AIM OF THE TASK:
Reproduce all of the entries below exactly, without a single change.

SUPPLIED DATA:
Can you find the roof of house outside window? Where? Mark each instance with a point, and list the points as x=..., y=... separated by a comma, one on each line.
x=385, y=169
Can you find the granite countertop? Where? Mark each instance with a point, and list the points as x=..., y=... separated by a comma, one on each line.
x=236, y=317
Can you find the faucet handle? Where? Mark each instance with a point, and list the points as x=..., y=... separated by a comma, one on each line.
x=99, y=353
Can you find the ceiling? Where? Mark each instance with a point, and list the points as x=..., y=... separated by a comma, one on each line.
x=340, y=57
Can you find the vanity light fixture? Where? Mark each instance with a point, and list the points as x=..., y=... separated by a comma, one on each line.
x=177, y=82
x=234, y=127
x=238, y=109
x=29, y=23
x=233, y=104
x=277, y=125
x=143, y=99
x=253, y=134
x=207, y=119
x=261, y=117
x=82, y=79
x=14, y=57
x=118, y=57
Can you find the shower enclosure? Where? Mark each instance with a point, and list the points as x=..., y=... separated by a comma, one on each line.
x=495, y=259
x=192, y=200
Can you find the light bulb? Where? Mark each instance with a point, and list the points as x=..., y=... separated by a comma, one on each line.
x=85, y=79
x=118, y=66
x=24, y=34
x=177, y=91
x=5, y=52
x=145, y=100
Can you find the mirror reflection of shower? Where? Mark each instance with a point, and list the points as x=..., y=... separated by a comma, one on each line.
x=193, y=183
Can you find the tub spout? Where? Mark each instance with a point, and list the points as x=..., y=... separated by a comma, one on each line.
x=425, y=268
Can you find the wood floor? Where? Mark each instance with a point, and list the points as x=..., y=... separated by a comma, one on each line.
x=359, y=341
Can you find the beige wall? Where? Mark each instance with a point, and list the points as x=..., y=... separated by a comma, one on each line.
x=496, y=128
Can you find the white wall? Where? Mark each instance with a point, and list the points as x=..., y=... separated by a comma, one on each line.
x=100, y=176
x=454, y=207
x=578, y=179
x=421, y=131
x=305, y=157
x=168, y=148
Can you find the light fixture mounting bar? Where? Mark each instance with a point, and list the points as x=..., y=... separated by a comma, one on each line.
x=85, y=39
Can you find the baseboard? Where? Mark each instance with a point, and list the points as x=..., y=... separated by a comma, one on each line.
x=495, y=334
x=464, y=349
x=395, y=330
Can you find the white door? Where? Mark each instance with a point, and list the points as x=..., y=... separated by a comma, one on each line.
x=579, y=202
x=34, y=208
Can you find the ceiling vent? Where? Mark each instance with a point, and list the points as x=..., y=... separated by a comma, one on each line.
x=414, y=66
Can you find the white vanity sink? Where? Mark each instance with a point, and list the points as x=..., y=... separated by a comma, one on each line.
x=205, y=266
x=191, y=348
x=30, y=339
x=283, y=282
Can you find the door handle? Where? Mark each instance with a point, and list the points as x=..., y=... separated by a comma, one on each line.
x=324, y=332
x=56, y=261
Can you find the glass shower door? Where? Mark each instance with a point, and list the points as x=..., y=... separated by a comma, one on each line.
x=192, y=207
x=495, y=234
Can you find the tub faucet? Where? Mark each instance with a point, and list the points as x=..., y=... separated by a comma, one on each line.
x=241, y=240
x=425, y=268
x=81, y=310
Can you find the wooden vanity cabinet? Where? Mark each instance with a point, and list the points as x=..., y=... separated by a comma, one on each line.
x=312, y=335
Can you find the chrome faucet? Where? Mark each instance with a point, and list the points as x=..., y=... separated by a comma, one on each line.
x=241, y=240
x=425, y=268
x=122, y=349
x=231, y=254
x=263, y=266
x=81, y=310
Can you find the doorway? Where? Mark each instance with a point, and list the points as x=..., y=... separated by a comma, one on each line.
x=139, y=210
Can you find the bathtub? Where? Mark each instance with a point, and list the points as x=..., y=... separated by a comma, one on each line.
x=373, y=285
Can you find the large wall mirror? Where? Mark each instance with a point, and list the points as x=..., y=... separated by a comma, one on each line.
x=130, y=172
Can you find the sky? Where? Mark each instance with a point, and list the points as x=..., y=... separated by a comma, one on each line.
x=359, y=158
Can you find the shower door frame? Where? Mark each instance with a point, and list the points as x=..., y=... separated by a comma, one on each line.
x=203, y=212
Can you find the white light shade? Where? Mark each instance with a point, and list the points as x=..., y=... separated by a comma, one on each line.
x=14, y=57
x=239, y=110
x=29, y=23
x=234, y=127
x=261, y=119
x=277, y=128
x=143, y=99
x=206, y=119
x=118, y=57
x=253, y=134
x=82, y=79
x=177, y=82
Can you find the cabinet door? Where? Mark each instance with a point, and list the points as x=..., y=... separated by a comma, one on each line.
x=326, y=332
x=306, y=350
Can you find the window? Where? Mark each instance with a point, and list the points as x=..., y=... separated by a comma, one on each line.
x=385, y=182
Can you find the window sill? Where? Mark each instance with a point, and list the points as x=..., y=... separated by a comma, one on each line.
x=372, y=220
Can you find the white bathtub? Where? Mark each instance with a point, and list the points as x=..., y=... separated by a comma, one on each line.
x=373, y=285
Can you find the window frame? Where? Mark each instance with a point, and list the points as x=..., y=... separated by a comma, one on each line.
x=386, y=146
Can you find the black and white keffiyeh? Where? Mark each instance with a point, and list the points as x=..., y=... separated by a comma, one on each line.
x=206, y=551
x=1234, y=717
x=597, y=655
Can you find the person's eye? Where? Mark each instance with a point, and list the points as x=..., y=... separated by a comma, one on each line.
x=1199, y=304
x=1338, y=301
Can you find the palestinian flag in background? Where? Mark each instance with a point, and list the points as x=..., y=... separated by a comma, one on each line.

WRITTEN ANSWER:
Can you find the roof of house outside window? Where? Mark each instance with a point, and list the points as x=..., y=... separated by a comma, one on each line.
x=385, y=169
Can you find the granite countertop? Where? Mark each instance with a point, and list the points as x=..., y=... separated by a comma, one on each line.
x=236, y=317
Can you find the faucet handle? Where? Mark each instance with a point, and list the points as x=..., y=... separated by a comma, one on each line.
x=99, y=353
Can you find the ceiling? Where? Mark each instance with a point, and list the points as x=..., y=... separated by a comma, one on each line.
x=340, y=57
Can you find the vanity light fixture? Where? Mark each instance with a point, and list the points as x=..., y=... separated by a comma, one on each line.
x=177, y=82
x=234, y=127
x=238, y=109
x=29, y=23
x=233, y=104
x=277, y=125
x=143, y=99
x=253, y=134
x=207, y=119
x=261, y=117
x=82, y=79
x=14, y=57
x=118, y=57
Can you find the shower enclosure? Where? Mark each instance with a point, and list the points as x=..., y=... separated by a comma, one on each line.
x=495, y=259
x=192, y=200
Can you find the light bulb? Where? Mark each instance with a point, and list the points as x=..., y=... separated by a comma, one on each line.
x=85, y=79
x=118, y=66
x=24, y=34
x=177, y=91
x=5, y=52
x=145, y=100
Can you find the mirror reflection of shower? Where? Mark each instance with a point, and list the points as x=..., y=... separated by a comma, one on each line.
x=193, y=183
Can you find the tub spout? Where? Mark each instance with a point, and list the points as x=..., y=... separated by a comma, one on each line.
x=425, y=268
Can you find the wood floor? Where? Mark each instance with a point, and list the points as x=..., y=... separated by a comma, one on each line.
x=359, y=341
Can you find the beige wall? Where? Mark each instance with a point, and list the points as x=..., y=... separated by a comma, one on each line.
x=496, y=128
Can you find the white wall? Where? Mark each instance with a point, and list the points as x=..., y=... separated by a comma, one on each line.
x=100, y=176
x=454, y=207
x=578, y=179
x=421, y=131
x=305, y=157
x=168, y=148
Can you find the light fixture mounting bar? Where? Mark each instance with a point, and list the points as x=..., y=... separated by a comma, one on each line.
x=85, y=39
Can you find the baseboard? Where? Mark each instance with a point, and list the points as x=..., y=... separated by a comma, one on each line.
x=495, y=334
x=464, y=349
x=395, y=330
Can you find the white door? Where? Mark each instance with a point, and list the points as x=..., y=... separated by a comma, one on each line.
x=579, y=202
x=34, y=208
Can you find the ceiling vent? Where? Mark each instance with a point, and list the points as x=..., y=... separated by a comma, one on each line.
x=414, y=66
Can you find the white vanity sink? Where? Mark each instance with a point, and list the points as x=..., y=... separated by a comma, one on each line.
x=205, y=266
x=191, y=348
x=30, y=339
x=283, y=282
Can you find the door handle? Where? Mark each instance with a point, and list the points as x=..., y=... separated by a comma, one on each line.
x=324, y=332
x=56, y=261
Can you find the glass shower door? Where? Mark each instance with a point, and list the points as x=..., y=... separated by a comma, one on each line.
x=192, y=207
x=495, y=234
Can you find the tub faucet? Where? Mark each instance with a point, and list the points as x=..., y=... separated by a comma, one on each line.
x=241, y=240
x=425, y=268
x=81, y=310
Can you find the wooden vanity cabinet? Where? Mark each instance with a point, and list the points as x=..., y=... separated by a comma, one on each line.
x=312, y=335
Can you find the chrome faucet? Where? Mark each instance with a point, and list the points as x=..., y=... separated by a comma, one on each line.
x=241, y=240
x=425, y=268
x=122, y=349
x=231, y=254
x=263, y=266
x=81, y=310
Can you find the doorway? Where? Mark each instance with a point, and list the points as x=..., y=... separated by a comma, one on each line.
x=139, y=210
Can you find the bathtub? Where? Mark each instance with a point, and list the points as x=..., y=... separated by a comma, one on each line.
x=373, y=285
Can you find the large wall mirror? Where? Mark each instance with a point, and list the points as x=..., y=... separated by a comma, one on each line.
x=130, y=172
Can you find the sky? Where? Mark each instance with a point, and list the points as x=..., y=... separated by a comma, one on each line.
x=359, y=158
Can you find the shower door frame? Where? Mark each instance with a point, and list the points as x=..., y=... separated by a comma, one on each line.
x=203, y=212
Can you find the white light shade? Where? Mark each instance with a point, and list the points as x=..., y=... separated by a comma, one on each line.
x=14, y=57
x=239, y=110
x=29, y=23
x=234, y=127
x=261, y=119
x=277, y=128
x=143, y=99
x=206, y=119
x=118, y=57
x=253, y=134
x=82, y=79
x=177, y=82
Can you find the cabinet door? Where? Mark each instance with a point, and list the points as x=..., y=... separated by a comma, one on each line.
x=326, y=332
x=306, y=350
Can you find the window? Where? Mark each instance with a point, and list the points as x=..., y=... separated by a comma, one on each line.
x=385, y=182
Can you find the window sill? Where? Mark each instance with a point, and list the points as x=..., y=... separated by a comma, one on each line.
x=372, y=220
Can you find the white bathtub? Where? Mark each instance with a point, and list the points as x=..., y=... separated by a comma, one on each line.
x=373, y=285
Can you find the window frame? Where? Mark each instance with a point, and list the points as x=..., y=... separated by a comma, one on each line.
x=386, y=146
Can you find the black and white keffiyeh? Where? Mark each instance with a point, and list the points as x=..., y=... separated by a comma, one on each line.
x=206, y=551
x=1234, y=717
x=597, y=655
Can you find the person's eye? Where? Mark each instance with a point, and list the points as x=..., y=... separated by a comma, one on each line.
x=1199, y=304
x=1338, y=301
Can you find the palestinian flag in background? Where? Mark each instance with a point, and list the points as x=..., y=... separated by a comma, one on each line.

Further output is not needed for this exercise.